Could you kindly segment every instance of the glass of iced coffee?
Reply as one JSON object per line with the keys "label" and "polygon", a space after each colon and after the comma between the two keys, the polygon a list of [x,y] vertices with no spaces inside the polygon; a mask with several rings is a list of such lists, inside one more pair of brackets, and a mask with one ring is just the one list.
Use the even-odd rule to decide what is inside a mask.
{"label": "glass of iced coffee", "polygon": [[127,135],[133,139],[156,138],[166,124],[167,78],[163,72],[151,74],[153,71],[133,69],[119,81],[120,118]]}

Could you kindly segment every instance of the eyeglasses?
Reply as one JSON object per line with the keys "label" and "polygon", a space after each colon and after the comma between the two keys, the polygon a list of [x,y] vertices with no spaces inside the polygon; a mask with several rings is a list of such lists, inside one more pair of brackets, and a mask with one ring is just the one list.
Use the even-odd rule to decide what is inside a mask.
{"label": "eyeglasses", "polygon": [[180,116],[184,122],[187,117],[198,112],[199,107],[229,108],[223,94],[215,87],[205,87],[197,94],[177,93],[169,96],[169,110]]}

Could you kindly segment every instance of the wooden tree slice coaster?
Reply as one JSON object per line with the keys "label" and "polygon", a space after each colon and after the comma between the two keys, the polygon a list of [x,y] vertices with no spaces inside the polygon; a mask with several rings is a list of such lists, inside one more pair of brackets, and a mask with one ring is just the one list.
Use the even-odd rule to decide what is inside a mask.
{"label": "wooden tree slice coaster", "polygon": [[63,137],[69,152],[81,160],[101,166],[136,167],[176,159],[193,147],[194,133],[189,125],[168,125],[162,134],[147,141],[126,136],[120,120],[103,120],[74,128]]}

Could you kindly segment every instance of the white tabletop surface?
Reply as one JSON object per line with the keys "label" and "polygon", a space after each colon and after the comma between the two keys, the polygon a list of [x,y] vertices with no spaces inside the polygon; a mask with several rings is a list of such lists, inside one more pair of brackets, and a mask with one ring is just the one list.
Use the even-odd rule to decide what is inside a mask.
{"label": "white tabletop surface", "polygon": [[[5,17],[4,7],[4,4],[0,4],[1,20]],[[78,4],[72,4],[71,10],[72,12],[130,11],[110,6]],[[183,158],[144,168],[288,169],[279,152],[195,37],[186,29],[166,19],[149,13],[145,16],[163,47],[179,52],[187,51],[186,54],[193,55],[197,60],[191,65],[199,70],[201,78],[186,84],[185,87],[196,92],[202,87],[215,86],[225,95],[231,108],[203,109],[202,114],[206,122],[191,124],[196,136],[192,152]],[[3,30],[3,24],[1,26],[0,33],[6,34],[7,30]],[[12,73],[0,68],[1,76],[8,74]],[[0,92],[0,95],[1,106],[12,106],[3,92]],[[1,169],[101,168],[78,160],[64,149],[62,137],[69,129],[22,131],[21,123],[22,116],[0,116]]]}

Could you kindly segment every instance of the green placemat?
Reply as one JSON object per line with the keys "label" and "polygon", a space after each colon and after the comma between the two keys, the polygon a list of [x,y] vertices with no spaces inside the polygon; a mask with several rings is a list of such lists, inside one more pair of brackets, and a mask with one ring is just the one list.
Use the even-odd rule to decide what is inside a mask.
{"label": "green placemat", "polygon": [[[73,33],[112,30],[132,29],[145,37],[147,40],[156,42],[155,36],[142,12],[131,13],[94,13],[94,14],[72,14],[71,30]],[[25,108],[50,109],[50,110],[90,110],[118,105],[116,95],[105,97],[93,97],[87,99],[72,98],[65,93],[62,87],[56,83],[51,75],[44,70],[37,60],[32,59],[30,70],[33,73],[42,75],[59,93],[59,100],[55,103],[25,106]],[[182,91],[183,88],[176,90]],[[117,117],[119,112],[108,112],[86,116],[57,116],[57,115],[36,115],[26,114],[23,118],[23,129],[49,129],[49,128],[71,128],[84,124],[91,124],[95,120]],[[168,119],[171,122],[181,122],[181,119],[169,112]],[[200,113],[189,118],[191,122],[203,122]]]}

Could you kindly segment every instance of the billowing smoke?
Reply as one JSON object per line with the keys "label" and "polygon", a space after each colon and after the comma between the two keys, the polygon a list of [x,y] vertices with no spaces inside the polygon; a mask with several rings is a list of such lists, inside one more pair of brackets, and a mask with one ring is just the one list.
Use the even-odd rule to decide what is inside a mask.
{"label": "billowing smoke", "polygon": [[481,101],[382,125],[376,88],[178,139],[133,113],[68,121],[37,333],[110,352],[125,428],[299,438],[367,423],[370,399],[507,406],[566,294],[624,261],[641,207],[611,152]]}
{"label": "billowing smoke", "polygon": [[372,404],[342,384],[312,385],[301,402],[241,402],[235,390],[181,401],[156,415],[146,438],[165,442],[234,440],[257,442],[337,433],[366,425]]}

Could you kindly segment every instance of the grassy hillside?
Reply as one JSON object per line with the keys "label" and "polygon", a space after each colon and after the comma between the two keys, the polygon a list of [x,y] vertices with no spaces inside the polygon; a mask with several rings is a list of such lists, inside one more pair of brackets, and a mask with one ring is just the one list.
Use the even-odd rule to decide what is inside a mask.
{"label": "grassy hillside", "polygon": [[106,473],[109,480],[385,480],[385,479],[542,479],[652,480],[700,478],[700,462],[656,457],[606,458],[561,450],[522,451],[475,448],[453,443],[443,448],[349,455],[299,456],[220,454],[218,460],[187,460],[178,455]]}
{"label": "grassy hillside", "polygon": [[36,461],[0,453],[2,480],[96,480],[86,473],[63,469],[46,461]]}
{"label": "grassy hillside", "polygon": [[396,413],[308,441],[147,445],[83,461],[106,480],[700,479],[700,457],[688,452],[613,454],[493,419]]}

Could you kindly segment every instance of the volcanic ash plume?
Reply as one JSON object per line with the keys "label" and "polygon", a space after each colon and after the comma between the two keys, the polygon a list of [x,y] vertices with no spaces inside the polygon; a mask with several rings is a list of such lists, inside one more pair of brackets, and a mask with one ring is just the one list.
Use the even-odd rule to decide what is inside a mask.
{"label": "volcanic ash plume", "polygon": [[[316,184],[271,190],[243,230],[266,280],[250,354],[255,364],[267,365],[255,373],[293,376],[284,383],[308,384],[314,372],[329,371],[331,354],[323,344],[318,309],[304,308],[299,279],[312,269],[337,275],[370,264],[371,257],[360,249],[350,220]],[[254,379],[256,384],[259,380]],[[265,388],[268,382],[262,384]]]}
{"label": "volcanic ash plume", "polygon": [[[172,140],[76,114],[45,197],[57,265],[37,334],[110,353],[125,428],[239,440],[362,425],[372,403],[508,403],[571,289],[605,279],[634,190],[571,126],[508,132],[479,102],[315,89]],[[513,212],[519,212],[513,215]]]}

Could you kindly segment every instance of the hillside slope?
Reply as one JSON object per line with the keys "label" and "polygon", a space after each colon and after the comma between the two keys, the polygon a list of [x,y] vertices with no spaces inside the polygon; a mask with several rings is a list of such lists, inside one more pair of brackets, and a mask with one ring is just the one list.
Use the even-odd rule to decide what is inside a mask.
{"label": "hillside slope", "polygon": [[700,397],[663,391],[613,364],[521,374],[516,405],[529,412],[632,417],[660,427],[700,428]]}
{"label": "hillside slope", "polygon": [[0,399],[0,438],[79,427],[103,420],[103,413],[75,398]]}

Problem requirements> Beginning with the line that holds "Could you kindly segment every instance of the hillside" and ending with the last line of the material, retype each line exactly and output nothing else.

Result of this task>
Could you kindly segment every instance of the hillside slope?
Reply as one JSON object per line with the keys "label" and "polygon", a space after each colon and after the comma between the two keys, the polygon a list of [x,y] vertices with no spaces inside the polygon; a mask with several rings is a list of such lists, inside one more pair of brackets, and a mask with one ring is just the one list.
Use the even-odd rule to decide what is inside a mask.
{"label": "hillside slope", "polygon": [[700,397],[663,391],[613,364],[521,374],[516,405],[529,412],[632,417],[660,427],[700,428]]}
{"label": "hillside slope", "polygon": [[0,399],[0,438],[79,427],[103,420],[103,413],[75,398]]}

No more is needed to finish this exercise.